Nothing outside the range is wanted. Repeat exactly the lines below from the one with "indicate the small" through the one with "indicate the large stone".

== Exercise data ==

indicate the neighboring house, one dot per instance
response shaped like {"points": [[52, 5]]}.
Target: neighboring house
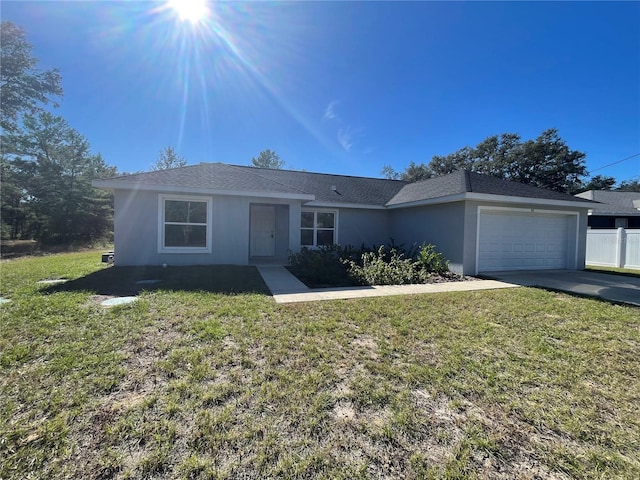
{"points": [[214, 213], [615, 209]]}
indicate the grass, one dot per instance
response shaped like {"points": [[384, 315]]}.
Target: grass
{"points": [[205, 377]]}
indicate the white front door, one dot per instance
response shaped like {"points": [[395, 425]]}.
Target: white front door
{"points": [[263, 231]]}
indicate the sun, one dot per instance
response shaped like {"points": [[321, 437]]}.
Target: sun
{"points": [[191, 10]]}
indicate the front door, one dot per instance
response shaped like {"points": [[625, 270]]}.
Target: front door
{"points": [[263, 231]]}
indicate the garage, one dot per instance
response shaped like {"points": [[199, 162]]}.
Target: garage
{"points": [[524, 240]]}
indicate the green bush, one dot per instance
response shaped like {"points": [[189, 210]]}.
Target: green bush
{"points": [[431, 261], [385, 267], [322, 266]]}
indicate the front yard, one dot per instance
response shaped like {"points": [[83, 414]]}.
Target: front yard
{"points": [[206, 377]]}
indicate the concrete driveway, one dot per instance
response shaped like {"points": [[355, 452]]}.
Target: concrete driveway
{"points": [[618, 288]]}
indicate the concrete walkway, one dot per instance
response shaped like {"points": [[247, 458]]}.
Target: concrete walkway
{"points": [[616, 288], [286, 288]]}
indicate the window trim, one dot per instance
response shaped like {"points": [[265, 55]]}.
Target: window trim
{"points": [[315, 212], [161, 224]]}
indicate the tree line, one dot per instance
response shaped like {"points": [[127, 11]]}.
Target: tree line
{"points": [[545, 162], [46, 166]]}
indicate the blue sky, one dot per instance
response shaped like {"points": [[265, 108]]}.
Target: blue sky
{"points": [[342, 87]]}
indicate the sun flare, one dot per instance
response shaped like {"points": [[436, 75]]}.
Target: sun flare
{"points": [[191, 10]]}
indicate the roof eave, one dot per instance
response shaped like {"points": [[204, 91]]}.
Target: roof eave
{"points": [[325, 204], [115, 185], [488, 197]]}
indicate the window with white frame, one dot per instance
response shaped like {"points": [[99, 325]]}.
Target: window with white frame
{"points": [[318, 228], [184, 224]]}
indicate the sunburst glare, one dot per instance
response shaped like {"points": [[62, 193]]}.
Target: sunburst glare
{"points": [[193, 11]]}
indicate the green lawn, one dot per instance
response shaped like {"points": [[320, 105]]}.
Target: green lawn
{"points": [[206, 377]]}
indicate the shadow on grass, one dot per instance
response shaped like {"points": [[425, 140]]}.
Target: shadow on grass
{"points": [[122, 281]]}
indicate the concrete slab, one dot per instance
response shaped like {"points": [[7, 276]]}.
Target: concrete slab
{"points": [[114, 302], [286, 288], [280, 280], [616, 288]]}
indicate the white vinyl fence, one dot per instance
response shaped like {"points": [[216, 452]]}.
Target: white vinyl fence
{"points": [[613, 248]]}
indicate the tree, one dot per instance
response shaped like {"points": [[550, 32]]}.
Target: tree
{"points": [[630, 185], [389, 173], [24, 88], [168, 158], [545, 162], [50, 197], [599, 182], [267, 159]]}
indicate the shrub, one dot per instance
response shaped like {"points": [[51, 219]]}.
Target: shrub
{"points": [[385, 267], [431, 261], [322, 266]]}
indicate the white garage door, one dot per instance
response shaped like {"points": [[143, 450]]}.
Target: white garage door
{"points": [[522, 241]]}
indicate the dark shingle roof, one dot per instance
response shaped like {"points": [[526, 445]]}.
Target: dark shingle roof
{"points": [[356, 190], [468, 182], [328, 188], [612, 202], [214, 176]]}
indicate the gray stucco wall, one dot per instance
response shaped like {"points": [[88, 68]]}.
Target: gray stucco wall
{"points": [[451, 227], [357, 226], [136, 229], [441, 225]]}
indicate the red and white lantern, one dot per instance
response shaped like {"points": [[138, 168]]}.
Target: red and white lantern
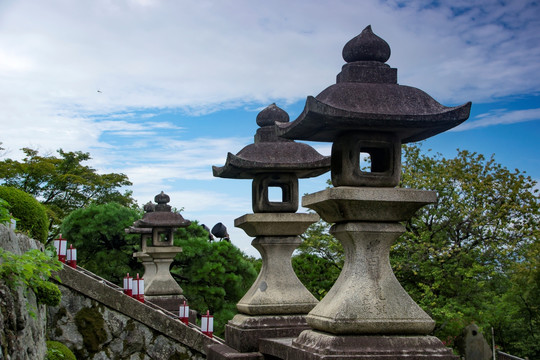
{"points": [[128, 285], [207, 324], [138, 289], [71, 258], [61, 248], [183, 313]]}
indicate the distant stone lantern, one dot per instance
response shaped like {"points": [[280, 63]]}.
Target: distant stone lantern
{"points": [[162, 289], [277, 302], [367, 314], [146, 235]]}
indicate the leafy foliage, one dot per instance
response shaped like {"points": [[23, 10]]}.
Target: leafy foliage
{"points": [[4, 211], [58, 351], [213, 275], [471, 257], [31, 270], [318, 260], [30, 214], [63, 183], [103, 247]]}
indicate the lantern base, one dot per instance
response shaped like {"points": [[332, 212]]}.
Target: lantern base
{"points": [[314, 345], [243, 332], [170, 303]]}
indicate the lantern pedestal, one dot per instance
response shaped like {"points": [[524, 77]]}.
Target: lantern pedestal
{"points": [[276, 304], [367, 298], [366, 314], [163, 290], [313, 345], [149, 266]]}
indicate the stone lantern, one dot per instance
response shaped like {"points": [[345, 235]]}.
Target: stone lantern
{"points": [[146, 235], [159, 223], [277, 302], [367, 313]]}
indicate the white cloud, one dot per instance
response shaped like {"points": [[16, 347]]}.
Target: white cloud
{"points": [[147, 57], [500, 117]]}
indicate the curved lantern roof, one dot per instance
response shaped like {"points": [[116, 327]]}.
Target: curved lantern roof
{"points": [[270, 154], [161, 215], [367, 98]]}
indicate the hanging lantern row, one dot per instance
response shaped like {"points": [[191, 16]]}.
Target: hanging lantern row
{"points": [[65, 255], [128, 285], [183, 313], [134, 287], [71, 257], [207, 324]]}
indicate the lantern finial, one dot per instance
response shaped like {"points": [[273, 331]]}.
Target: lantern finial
{"points": [[272, 114], [366, 47]]}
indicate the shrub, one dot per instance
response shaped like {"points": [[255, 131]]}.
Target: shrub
{"points": [[32, 270], [58, 351], [30, 214]]}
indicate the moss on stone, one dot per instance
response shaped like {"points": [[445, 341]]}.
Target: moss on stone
{"points": [[58, 351], [91, 326]]}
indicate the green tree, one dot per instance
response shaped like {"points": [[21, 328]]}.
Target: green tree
{"points": [[31, 216], [103, 246], [213, 275], [318, 260], [462, 257], [64, 183]]}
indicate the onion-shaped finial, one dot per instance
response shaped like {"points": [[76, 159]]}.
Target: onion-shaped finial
{"points": [[162, 198], [272, 114], [366, 47]]}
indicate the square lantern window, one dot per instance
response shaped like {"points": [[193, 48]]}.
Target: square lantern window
{"points": [[162, 236], [287, 183], [384, 154]]}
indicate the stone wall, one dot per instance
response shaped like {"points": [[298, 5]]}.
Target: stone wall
{"points": [[21, 335], [93, 319], [94, 331]]}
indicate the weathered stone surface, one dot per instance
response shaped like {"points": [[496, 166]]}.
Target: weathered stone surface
{"points": [[22, 337], [244, 332], [137, 325], [277, 289], [150, 268], [313, 345], [112, 336], [367, 298], [224, 352], [273, 162], [162, 283], [367, 98], [385, 157], [288, 183], [367, 204], [275, 224]]}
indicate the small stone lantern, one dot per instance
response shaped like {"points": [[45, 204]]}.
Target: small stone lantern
{"points": [[367, 314], [146, 235], [277, 302], [162, 289]]}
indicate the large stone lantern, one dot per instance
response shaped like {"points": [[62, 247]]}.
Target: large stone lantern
{"points": [[277, 302], [159, 224], [367, 314]]}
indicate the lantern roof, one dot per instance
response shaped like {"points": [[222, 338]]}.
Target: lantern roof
{"points": [[160, 215], [271, 154], [367, 98]]}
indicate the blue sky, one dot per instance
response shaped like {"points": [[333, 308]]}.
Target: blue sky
{"points": [[181, 82]]}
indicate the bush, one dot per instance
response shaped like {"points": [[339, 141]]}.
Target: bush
{"points": [[47, 293], [58, 351], [32, 270], [30, 214]]}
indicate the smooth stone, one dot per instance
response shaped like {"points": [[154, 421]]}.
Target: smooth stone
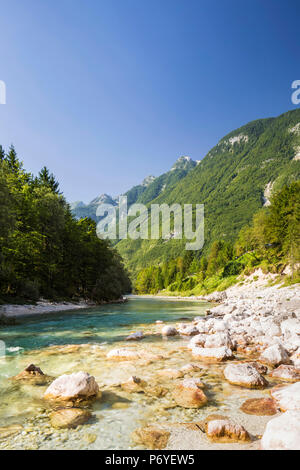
{"points": [[134, 385], [287, 398], [213, 354], [189, 394], [76, 385], [123, 354], [244, 375], [283, 432], [68, 418], [225, 430], [151, 437], [275, 355], [289, 373], [169, 331], [259, 407]]}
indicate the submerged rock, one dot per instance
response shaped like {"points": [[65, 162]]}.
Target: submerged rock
{"points": [[190, 368], [287, 398], [9, 431], [33, 375], [68, 418], [169, 331], [189, 394], [224, 430], [275, 355], [213, 354], [76, 385], [282, 433], [289, 373], [245, 375], [218, 340], [135, 336], [151, 437], [134, 385], [171, 373], [123, 354], [260, 407]]}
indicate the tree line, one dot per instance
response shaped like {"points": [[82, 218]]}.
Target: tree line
{"points": [[271, 242], [44, 250]]}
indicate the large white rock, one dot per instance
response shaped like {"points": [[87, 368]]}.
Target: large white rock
{"points": [[283, 432], [187, 330], [78, 384], [218, 354], [275, 355], [291, 326], [197, 340], [218, 340], [245, 375], [287, 398]]}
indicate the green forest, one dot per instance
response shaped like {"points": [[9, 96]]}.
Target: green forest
{"points": [[271, 241], [44, 251]]}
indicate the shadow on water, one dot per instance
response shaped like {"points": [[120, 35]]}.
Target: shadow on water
{"points": [[105, 323]]}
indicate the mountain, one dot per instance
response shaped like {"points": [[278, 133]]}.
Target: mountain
{"points": [[234, 180], [149, 189]]}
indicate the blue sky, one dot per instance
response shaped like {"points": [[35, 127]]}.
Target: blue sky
{"points": [[105, 92]]}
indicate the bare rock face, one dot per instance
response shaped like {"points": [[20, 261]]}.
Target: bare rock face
{"points": [[169, 331], [260, 407], [244, 375], [288, 373], [212, 354], [33, 375], [275, 355], [189, 394], [287, 398], [225, 430], [73, 386], [282, 433], [123, 354], [68, 418]]}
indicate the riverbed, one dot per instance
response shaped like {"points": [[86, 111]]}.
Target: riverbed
{"points": [[76, 341]]}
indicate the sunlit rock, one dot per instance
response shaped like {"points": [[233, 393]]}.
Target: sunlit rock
{"points": [[245, 375], [76, 385], [283, 432]]}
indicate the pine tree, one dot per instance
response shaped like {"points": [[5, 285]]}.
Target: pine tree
{"points": [[46, 178]]}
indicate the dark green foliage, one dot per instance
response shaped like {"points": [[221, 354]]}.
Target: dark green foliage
{"points": [[272, 241], [230, 181], [44, 250]]}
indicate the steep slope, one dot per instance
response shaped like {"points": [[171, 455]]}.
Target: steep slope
{"points": [[145, 192], [233, 181]]}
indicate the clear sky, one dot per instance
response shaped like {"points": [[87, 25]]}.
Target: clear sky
{"points": [[106, 92]]}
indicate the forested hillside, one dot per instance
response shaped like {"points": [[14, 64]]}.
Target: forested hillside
{"points": [[233, 181], [44, 250], [271, 242]]}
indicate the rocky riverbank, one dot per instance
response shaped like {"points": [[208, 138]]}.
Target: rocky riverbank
{"points": [[229, 379]]}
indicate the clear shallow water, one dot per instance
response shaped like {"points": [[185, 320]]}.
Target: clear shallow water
{"points": [[45, 341]]}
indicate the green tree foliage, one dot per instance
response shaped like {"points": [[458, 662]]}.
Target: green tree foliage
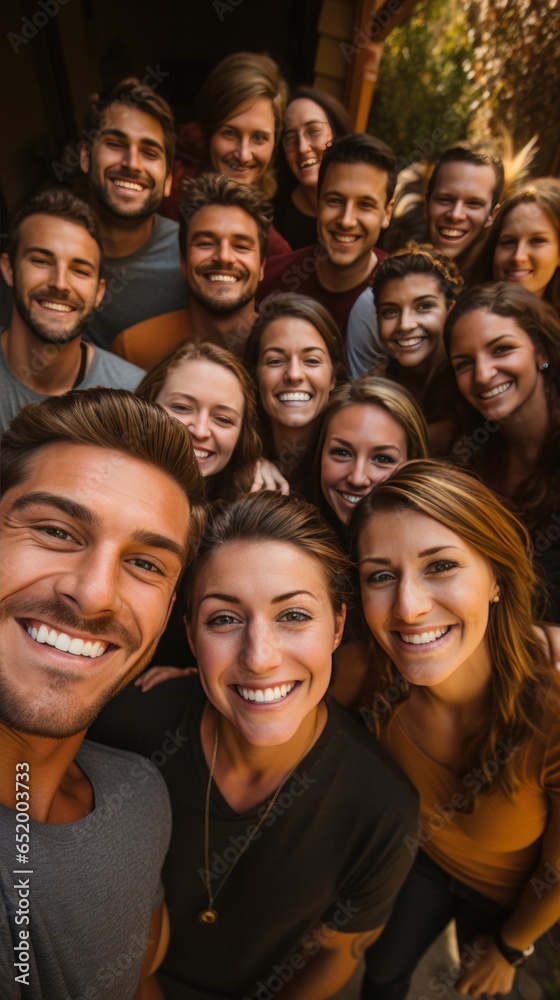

===

Finished exercise
indicate the small stone lantern, one dot per instance
response shaped like {"points": [[45, 204]]}.
Target: small stone lantern
{"points": [[367, 314], [146, 235], [277, 302], [162, 289]]}
indicate the large stone lantern, one dot per instance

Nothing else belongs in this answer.